[Page extract start]
On November 30, Senator Sherrod Brown (D-OH) sent a letter urging Treasury Secretary Janet Yellen to join forces on drafting legislation that will “create authorities for regulators to have visibility into, and otherwise supervise, the activities of the affiliates and subsidiaries of crypto asset entities.” Recognizing the “troubling risks” within the crypto asset markets and pointing to the recent collapse of a major crypto exchange, Brown suggested that Treasury develop a broad framework for all crypto assets to ensure risks “are contained and do not spillover into traditional financial markets and institutions.” Copying the heads of the SEC, CFTC, Federal Reserve Board, NCUA, CFPB, FDIC, and OCC, Brown encouraged the agencies to enforce existing laws as well as supervisory and regulatory authorities in order to “take on the significant noncompliance with current law among crypto asset firms and minimize, if not eliminate, the opportunities for regulatory arbitrage.” Brown further asked the regulators to “assess the impact of vertical integration in crypto asset markets,” and to coordinate efforts to improve entity and crypto-asset disclosures, market integrity, and transparency.
[Page extract end]
[Given information start]
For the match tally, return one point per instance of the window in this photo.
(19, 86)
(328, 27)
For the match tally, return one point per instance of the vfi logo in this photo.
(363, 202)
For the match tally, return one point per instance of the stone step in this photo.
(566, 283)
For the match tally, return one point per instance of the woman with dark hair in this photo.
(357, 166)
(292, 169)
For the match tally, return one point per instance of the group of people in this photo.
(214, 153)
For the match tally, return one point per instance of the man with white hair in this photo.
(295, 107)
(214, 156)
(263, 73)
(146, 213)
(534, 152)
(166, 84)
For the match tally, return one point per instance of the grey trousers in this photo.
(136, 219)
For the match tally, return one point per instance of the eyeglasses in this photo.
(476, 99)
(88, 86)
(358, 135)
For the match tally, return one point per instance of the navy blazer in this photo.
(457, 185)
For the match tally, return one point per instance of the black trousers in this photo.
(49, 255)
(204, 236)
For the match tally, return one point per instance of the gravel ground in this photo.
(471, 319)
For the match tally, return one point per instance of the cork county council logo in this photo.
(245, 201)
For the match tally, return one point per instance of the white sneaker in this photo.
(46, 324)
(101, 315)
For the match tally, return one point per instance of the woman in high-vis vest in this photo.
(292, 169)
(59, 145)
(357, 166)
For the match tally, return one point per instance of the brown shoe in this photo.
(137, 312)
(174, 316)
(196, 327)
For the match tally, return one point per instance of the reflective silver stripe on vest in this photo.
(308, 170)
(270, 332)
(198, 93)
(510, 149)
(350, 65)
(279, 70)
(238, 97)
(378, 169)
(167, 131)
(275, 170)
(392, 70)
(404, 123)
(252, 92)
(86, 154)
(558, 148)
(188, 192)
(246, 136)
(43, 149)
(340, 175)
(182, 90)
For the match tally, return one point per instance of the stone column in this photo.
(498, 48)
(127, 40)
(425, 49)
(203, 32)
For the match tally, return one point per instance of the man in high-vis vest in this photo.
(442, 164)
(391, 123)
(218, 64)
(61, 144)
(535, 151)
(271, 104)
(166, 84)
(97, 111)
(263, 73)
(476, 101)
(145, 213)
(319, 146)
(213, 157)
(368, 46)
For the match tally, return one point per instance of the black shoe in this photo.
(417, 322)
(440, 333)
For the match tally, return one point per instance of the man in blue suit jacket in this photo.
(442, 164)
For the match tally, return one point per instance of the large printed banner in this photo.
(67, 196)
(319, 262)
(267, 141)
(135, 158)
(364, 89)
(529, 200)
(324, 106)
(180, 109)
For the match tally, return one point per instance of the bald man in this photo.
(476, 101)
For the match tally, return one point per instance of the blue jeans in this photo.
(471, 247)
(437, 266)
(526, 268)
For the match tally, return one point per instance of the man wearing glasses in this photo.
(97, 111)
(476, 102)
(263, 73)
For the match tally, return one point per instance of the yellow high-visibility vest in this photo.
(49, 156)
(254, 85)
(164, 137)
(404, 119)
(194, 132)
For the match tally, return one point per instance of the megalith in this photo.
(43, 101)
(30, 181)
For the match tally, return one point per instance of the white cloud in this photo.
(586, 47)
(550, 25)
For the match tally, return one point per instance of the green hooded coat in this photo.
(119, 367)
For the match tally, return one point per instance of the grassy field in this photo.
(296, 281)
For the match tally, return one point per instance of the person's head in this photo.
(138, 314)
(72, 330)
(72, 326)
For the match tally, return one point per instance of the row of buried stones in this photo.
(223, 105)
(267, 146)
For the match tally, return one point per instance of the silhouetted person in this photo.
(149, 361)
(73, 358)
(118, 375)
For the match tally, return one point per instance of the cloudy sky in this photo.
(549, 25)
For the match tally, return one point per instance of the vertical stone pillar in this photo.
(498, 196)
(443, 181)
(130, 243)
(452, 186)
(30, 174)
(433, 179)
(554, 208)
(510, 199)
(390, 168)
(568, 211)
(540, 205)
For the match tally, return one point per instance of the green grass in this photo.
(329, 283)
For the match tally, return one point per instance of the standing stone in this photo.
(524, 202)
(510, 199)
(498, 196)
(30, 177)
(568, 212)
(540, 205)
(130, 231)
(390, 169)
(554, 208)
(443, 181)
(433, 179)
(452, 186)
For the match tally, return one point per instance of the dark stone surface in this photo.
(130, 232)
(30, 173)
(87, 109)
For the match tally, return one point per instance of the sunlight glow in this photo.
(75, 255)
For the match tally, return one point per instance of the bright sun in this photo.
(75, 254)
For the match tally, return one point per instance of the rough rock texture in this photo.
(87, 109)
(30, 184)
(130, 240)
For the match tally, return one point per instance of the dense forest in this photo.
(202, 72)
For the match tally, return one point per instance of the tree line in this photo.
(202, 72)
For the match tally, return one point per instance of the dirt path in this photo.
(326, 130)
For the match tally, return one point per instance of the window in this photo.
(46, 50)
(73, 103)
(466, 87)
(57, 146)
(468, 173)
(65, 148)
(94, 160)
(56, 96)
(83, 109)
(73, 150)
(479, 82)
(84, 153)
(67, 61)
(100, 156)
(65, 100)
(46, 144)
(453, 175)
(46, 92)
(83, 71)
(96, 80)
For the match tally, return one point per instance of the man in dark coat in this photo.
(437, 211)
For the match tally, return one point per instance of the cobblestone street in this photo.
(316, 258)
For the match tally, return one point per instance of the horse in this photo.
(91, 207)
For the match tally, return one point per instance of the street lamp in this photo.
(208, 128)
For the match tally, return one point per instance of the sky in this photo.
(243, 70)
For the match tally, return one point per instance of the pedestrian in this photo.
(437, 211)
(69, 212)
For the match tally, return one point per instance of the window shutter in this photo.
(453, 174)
[Given information end]
[Given information start]
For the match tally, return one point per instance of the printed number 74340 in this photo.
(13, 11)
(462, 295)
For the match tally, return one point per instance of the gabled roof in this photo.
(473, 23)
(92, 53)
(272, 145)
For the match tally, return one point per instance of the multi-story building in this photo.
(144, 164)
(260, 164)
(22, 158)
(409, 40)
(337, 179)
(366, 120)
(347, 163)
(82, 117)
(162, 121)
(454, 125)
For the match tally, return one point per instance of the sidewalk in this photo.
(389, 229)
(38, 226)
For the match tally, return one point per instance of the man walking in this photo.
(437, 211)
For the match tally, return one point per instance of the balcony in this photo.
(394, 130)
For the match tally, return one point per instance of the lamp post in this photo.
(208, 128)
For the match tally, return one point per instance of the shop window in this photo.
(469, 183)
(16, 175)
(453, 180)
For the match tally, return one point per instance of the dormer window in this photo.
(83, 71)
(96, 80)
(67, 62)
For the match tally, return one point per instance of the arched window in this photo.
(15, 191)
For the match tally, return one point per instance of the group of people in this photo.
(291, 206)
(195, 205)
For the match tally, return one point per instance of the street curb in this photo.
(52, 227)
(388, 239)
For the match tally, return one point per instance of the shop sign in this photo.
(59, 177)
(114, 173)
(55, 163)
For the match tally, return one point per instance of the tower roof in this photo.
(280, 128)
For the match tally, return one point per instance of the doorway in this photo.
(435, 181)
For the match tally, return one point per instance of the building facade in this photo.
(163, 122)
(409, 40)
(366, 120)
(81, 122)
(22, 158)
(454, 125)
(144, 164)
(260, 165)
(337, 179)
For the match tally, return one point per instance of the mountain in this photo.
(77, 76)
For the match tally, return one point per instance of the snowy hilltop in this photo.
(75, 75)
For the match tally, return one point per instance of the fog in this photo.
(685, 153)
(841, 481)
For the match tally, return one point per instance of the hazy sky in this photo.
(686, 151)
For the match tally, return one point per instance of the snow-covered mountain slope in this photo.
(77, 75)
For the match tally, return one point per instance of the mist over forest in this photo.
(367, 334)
[Given information end]
Could you quote the entire page extract on Senator Brown's crypto letter word for word? Work from the page extract on Senator Brown's crypto letter and nothing else.

On November 30, Senator Sherrod Brown (D-OH) sent a letter urging Treasury Secretary Janet Yellen to join forces on drafting legislation that will “create authorities for regulators to have visibility into, and otherwise supervise, the activities of the affiliates and subsidiaries of crypto asset entities.” Recognizing the “troubling risks” within the crypto asset markets and pointing to the recent collapse of a major crypto exchange, Brown suggested that Treasury develop a broad framework for all crypto assets to ensure risks “are contained and do not spillover into traditional financial markets and institutions.” Copying the heads of the SEC, CFTC, Federal Reserve Board, NCUA, CFPB, FDIC, and OCC, Brown encouraged the agencies to enforce existing laws as well as supervisory and regulatory authorities in order to “take on the significant noncompliance with current law among crypto asset firms and minimize, if not eliminate, the opportunities for regulatory arbitrage.” Brown further asked the regulators to “assess the impact of vertical integration in crypto asset markets,” and to coordinate efforts to improve entity and crypto-asset disclosures, market integrity, and transparency.